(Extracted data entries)
------------------------------------------------------------

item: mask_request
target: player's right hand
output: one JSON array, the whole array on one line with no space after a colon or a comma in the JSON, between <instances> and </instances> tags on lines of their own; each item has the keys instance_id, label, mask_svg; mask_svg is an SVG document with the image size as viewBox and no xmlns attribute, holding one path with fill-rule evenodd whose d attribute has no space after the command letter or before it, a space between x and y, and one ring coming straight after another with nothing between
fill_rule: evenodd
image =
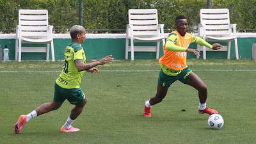
<instances>
[{"instance_id":1,"label":"player's right hand","mask_svg":"<svg viewBox=\"0 0 256 144\"><path fill-rule=\"evenodd\" d=\"M106 56L105 58L101 59L99 60L100 63L101 65L105 64L105 63L110 63L114 61L114 58L112 57L112 55L108 55Z\"/></svg>"}]
</instances>

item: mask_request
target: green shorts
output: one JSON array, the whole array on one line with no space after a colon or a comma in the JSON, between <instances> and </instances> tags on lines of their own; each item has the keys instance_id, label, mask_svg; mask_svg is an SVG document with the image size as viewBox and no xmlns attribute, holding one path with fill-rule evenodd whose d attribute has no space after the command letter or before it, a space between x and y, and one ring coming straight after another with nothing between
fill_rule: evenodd
<instances>
[{"instance_id":1,"label":"green shorts","mask_svg":"<svg viewBox=\"0 0 256 144\"><path fill-rule=\"evenodd\" d=\"M70 104L79 106L84 102L86 97L81 88L63 88L55 83L54 102L62 104L66 99Z\"/></svg>"},{"instance_id":2,"label":"green shorts","mask_svg":"<svg viewBox=\"0 0 256 144\"><path fill-rule=\"evenodd\" d=\"M186 84L188 76L191 72L192 70L189 67L187 67L182 70L177 76L170 76L167 74L165 74L163 70L161 69L159 76L158 77L158 84L166 88L169 88L171 84L177 80L181 81L182 83Z\"/></svg>"}]
</instances>

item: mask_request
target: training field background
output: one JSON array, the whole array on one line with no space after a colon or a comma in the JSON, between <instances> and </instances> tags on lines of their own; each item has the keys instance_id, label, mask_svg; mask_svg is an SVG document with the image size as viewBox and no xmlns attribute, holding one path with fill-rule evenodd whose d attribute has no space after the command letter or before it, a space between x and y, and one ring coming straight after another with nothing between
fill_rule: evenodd
<instances>
[{"instance_id":1,"label":"training field background","mask_svg":"<svg viewBox=\"0 0 256 144\"><path fill-rule=\"evenodd\" d=\"M99 66L100 73L83 77L88 101L72 124L79 132L60 131L72 108L65 101L16 134L20 115L52 100L62 62L0 63L0 143L256 143L256 63L188 60L188 65L206 83L207 105L223 116L223 129L208 127L208 115L197 112L197 92L179 81L152 107L152 117L143 117L144 101L156 92L159 65L136 60Z\"/></svg>"}]
</instances>

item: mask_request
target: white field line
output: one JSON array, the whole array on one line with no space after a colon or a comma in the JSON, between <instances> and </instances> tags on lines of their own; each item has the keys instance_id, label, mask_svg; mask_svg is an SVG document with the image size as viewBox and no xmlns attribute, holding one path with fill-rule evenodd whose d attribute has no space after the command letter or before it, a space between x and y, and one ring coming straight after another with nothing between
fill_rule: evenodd
<instances>
[{"instance_id":1,"label":"white field line","mask_svg":"<svg viewBox=\"0 0 256 144\"><path fill-rule=\"evenodd\" d=\"M102 70L100 72L159 72L159 70ZM193 69L195 72L256 72L256 69ZM0 70L0 73L51 73L60 72L60 70Z\"/></svg>"}]
</instances>

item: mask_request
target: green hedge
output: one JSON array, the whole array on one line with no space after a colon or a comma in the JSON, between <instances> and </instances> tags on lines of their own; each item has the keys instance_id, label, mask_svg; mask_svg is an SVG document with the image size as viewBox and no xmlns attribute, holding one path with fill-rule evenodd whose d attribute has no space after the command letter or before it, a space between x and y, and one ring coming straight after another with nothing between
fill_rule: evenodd
<instances>
[{"instance_id":1,"label":"green hedge","mask_svg":"<svg viewBox=\"0 0 256 144\"><path fill-rule=\"evenodd\" d=\"M230 21L237 24L237 29L256 28L256 1L211 1L213 8L230 10ZM87 29L125 29L127 12L131 8L157 9L159 23L165 24L164 29L173 29L174 19L180 14L188 18L192 29L196 28L199 10L206 7L207 0L83 0L83 21ZM78 8L79 0L0 0L0 29L3 33L15 33L19 9L47 9L49 23L56 33L65 33L72 25L78 24Z\"/></svg>"}]
</instances>

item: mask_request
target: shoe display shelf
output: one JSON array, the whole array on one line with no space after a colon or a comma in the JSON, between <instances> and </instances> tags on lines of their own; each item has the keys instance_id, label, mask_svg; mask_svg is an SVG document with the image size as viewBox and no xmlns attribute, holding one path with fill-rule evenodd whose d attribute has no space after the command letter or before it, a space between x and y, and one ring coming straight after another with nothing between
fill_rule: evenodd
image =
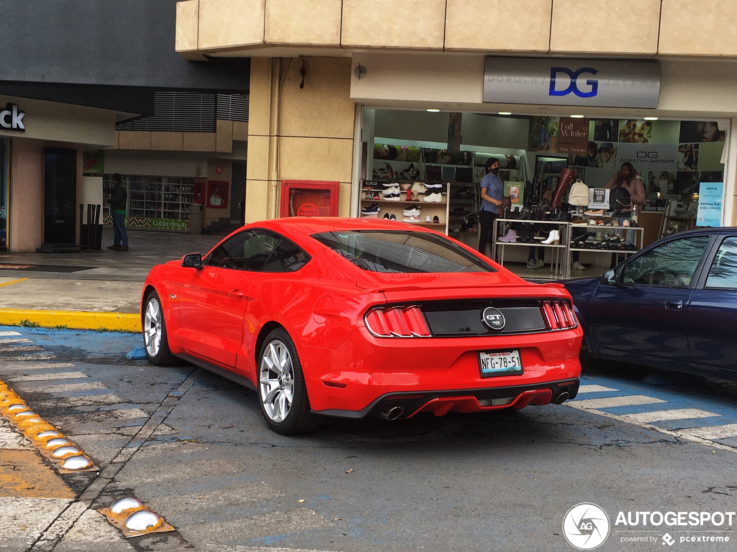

------------------------------------------------------------

▶ **Task to complete**: Pull out each line in the entries above that contains the string "target". Case counts.

▶ **Response to the task**:
target: player's right hand
target: green shorts
target: training field background
target: white field line
target: green hedge
target: shoe display shelf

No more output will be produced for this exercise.